- PAGE EXTRACT:
##########
Former UFC lightweight champion, Frankie Edgar, was supposed to fight fellow Octagon veteran, Jimmie Rivera, as part of the BKFC 82 fight card earlier this month in Newark. But just a couple of days before
the bout, Edgar was pulled from the lineup and replaced by bare knuckle boxing veteran, Timmy Mason.
So what happened?
“There’s a lot of talk right now and a lot of things flying around about CTE right now and actually coming after commissions and coming after promoters for it,” BKFC President, David Feldman, told MMA Fighting. “That definitely had something to do with our decision. Sometimes you have to save fighters from themselves, and I’m not saying that we saved Frankie from himself, but I’m saying for that night, our medical team wasn’t prepared for that and that’s why. Will we revisit it? We’ll certainly talk to him if he’s interested, we’ll definitely dive deep, and if we can make it happen we will.”
Jennifer Anderson, the voice behind The Art of the Fight and wife of UFC veteran and current PFL headliner Corey Anderson, claims Edgar cleared his pre-fight medicals and was pulled from BKFC 82 after Feldman and Co. realized there was not enough money to cover Edgar’s fight purse.
“Now that Frankie Edgar has spoken up about this debacle with BKFC, I wanted to put in my two cents,“ Anderson said on social media. ”Now, Frankie’s a friend of mine. I care about him. But I also care about fighters being exploited. And what’s really upsetting about this story, ever since I heard about it, is that it’s not an instance of a promoter protecting a fighter from being exploited. It’s an instance of a promoter exploiting a fighter. They’re not protecting Frankie from himself. Every excuse they have for pulling him from the card, being his age, how many losses he had, how many knockouts he had suffered … those are all valid reasons to not allow a fighter to fight. But those are all reasons they knew about when they signed the contract with Frankie. Those are also very similar bullet points that other fighters that have fought on their cards have met, as well. For example, Ben Rothwell. They let him fight, and he had a similar situation, age and whatnot. That’s not the story. The story is, maybe they wrote a check they couldn’t cash.“
Feldman insists Edgar received “a very respectable check” for his troubles.
“They offer Frankie a very large sum of money, and a week out from the fight, they pull out the rug from under him,” Anderson continued. “It’s disrespectful to a legend of our sport. It’s disrespectful to his intelligence and our intelligence, as well. He cleared his medicals. The reasons they pulled him they knew about ahead of time. So what is the real reason? You had to wait until a week from the fight to pull it out from under him and give him a fraction of his pay? I’m not buying it. It’s not the promoter protecting the fighter, it’s a promoter exploiting a fighter, biting off more than they can chew. I’ve always kind of admired Dave Feldman’s scrappiness, but after watching this situation go down — the lack of professionalism, communication, to someone like Frankie, it’s absolutely ridiculous. I think maybe Dave Feldman, BKFC, they’re gambling too big, taking too big of a risk. I don’t think they’re necessarily being malicious. But I think they bit off more than they can chew. Took too big of a risk and couldn’t pay Frankie — and that is the bottom line of this situation.”
BKFC is expected to launch a $25 million “World’s Baddest Man” tournament in March 2026.
##########
- EXERCISE REQUIREMENTS:
From the article on Frankie Edgar's removal from BKFC 82, reproduce word for word the passage starting at "Former UFC lightweight" and ending at "veteran, Timmy Mason.". The listing below this text has nothing to do with the text and can be left aside.
##########
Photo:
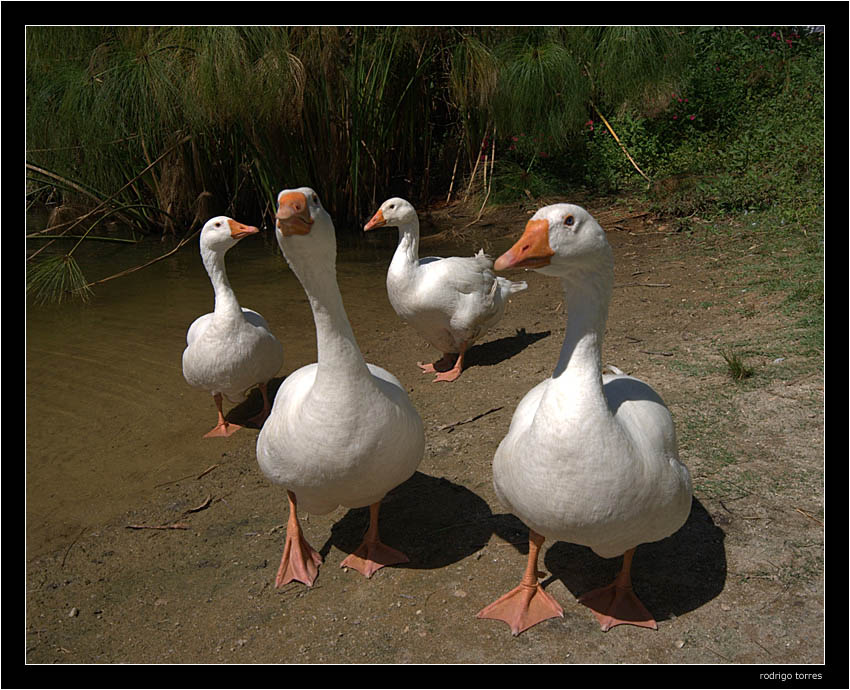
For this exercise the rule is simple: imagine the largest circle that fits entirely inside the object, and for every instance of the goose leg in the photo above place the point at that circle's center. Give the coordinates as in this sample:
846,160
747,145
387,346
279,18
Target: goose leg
##########
- SOLVED PROBLEM:
Former UFC lightweight champion, Frankie Edgar, was supposed to fight fellow Octagon veteran, Jimmie Rivera, as part of the BKFC 82 fight card earlier this month in Newark. But just a couple of days before
the bout, Edgar was pulled from the lineup and replaced by bare knuckle boxing veteran, Timmy Mason.